--- START ---
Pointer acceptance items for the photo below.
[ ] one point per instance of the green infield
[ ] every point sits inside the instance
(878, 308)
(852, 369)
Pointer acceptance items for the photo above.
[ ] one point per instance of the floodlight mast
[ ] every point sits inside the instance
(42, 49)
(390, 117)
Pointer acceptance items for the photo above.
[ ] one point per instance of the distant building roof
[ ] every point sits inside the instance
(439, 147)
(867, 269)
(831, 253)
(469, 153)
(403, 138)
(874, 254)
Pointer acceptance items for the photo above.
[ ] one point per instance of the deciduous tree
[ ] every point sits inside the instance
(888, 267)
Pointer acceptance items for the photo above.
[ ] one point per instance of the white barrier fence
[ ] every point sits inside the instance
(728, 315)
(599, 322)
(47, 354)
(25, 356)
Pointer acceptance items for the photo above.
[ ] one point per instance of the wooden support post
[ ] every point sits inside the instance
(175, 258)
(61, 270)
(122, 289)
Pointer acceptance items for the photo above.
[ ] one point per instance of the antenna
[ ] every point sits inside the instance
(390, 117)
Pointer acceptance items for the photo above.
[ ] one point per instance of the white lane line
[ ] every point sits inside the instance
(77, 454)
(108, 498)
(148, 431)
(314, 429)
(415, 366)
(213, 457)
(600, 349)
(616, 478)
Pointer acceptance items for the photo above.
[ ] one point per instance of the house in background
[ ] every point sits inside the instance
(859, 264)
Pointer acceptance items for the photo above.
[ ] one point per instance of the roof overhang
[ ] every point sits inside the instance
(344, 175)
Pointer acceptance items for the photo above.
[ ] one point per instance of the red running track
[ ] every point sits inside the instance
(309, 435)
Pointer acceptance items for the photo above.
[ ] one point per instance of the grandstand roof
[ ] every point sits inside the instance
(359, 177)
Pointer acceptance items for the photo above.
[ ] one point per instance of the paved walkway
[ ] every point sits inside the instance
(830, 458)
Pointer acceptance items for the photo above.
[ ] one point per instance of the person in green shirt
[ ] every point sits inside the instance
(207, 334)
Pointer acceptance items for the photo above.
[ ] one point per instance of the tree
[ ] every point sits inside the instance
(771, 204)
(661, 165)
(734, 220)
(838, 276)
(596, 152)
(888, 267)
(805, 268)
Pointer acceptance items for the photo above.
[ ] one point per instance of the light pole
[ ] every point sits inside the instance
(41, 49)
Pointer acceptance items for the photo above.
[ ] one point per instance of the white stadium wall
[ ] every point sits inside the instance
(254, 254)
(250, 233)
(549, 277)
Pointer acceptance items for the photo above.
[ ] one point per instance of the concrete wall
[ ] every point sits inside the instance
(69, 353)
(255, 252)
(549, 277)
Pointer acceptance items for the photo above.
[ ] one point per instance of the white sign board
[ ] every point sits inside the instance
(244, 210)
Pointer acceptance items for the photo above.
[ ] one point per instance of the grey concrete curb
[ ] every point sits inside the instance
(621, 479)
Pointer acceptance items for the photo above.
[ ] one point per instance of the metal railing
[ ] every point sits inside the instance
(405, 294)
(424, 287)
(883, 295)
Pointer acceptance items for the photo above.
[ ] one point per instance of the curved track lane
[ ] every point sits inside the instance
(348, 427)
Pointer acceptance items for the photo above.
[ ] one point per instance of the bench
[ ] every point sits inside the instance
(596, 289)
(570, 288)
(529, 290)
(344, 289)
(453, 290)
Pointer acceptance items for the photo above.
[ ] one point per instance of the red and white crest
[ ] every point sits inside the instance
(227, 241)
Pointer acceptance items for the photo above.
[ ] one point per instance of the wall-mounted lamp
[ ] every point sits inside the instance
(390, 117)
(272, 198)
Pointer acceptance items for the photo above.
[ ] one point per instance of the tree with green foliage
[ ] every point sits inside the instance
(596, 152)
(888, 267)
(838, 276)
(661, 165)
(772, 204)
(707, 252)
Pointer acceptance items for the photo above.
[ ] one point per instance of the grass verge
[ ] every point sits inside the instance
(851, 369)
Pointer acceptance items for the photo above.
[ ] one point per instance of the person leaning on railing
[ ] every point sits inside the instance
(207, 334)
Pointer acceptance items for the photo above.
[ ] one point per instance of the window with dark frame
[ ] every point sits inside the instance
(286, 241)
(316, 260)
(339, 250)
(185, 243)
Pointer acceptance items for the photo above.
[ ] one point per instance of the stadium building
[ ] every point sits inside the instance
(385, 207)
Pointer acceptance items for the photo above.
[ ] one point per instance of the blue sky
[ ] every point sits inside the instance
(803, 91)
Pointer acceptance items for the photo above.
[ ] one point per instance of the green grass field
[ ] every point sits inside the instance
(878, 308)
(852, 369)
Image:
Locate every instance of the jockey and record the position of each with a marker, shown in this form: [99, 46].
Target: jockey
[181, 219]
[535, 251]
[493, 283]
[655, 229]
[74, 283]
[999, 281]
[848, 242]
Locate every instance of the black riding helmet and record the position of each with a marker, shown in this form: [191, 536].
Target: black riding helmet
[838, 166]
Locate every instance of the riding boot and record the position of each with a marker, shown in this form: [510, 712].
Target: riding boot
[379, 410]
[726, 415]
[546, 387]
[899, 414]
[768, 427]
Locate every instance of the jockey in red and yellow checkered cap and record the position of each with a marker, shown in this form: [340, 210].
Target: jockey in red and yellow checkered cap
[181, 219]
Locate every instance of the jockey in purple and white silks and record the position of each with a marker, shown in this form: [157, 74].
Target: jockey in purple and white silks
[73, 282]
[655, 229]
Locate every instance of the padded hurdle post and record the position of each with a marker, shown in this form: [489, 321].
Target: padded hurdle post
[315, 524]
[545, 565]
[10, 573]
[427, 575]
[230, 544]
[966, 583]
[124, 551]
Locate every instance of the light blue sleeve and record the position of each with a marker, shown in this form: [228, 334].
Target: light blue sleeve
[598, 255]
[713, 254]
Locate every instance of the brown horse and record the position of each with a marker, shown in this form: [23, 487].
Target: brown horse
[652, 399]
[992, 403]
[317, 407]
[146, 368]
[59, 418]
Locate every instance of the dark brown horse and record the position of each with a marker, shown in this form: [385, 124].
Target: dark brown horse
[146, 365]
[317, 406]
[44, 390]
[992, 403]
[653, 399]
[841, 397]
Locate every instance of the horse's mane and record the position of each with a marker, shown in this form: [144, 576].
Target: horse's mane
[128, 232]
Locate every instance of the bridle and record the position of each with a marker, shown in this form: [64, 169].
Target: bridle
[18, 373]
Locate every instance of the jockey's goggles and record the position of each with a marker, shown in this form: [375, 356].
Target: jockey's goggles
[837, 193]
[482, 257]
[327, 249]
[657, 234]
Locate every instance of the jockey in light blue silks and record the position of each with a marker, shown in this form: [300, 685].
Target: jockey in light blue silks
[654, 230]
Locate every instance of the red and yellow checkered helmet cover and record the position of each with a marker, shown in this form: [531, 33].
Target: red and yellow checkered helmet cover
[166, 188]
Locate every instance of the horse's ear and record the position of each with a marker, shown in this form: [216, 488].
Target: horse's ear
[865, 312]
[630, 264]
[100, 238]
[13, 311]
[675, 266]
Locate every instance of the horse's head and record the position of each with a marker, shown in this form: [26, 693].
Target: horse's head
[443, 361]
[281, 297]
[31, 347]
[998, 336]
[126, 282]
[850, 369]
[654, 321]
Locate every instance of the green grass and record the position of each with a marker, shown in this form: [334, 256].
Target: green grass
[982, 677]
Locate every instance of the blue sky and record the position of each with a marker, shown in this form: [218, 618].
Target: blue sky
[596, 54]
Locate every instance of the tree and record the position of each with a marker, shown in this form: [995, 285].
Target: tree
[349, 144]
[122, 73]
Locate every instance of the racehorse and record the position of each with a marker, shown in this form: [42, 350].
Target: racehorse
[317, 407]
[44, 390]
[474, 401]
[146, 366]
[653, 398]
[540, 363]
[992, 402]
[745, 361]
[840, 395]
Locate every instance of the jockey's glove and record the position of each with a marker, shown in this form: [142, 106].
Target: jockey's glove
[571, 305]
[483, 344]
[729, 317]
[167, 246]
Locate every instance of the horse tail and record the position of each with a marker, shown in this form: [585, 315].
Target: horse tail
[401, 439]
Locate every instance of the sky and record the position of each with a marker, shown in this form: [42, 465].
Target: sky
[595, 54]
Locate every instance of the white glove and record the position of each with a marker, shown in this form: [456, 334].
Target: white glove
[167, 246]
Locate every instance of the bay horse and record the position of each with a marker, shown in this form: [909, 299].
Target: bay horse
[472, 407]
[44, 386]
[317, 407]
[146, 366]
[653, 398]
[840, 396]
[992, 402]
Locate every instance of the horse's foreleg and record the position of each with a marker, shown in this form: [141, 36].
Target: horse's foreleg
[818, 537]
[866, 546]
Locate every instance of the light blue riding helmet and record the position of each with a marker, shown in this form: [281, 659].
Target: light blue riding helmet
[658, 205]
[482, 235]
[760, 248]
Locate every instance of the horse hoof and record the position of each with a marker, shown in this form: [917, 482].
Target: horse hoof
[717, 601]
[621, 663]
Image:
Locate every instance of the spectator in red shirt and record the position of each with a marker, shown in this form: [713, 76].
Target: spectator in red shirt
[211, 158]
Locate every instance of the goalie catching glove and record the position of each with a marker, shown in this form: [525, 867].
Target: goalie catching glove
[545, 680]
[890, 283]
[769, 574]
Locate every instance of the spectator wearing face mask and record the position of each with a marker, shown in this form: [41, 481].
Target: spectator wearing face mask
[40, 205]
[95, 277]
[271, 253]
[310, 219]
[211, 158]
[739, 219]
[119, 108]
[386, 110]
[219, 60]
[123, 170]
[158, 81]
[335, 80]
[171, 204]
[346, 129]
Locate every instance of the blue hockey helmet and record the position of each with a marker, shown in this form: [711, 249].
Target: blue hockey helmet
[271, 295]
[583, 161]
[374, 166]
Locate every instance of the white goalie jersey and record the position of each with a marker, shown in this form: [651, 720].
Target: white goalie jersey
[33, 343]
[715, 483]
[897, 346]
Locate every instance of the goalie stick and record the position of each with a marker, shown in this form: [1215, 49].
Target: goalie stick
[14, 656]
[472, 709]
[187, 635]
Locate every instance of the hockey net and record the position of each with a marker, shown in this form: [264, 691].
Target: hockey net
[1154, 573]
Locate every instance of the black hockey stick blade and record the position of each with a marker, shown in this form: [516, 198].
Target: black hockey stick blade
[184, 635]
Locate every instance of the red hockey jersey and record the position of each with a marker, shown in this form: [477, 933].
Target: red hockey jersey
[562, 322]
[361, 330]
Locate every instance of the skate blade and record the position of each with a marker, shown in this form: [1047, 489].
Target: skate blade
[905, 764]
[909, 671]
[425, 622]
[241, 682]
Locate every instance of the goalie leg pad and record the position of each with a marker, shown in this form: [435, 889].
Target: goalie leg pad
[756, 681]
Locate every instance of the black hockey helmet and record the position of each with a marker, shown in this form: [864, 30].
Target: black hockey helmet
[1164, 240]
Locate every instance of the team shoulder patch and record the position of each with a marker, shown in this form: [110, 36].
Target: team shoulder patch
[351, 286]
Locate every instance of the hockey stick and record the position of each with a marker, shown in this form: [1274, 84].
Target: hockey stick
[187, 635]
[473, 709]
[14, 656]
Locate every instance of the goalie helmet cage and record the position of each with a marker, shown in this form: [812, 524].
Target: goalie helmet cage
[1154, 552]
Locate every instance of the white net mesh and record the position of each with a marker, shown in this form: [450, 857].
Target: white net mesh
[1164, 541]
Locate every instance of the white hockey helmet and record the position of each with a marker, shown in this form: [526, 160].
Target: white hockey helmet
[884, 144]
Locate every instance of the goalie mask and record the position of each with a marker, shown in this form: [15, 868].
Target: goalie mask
--- END ---
WHAT YOU HAVE TO DO | Within the listing above, find every line containing the string "railing" and return it.

SOLUTION TO THE PROBLEM |
[ ] one point per instance of the metal railing
[ ] one point per instance of the person leaning on railing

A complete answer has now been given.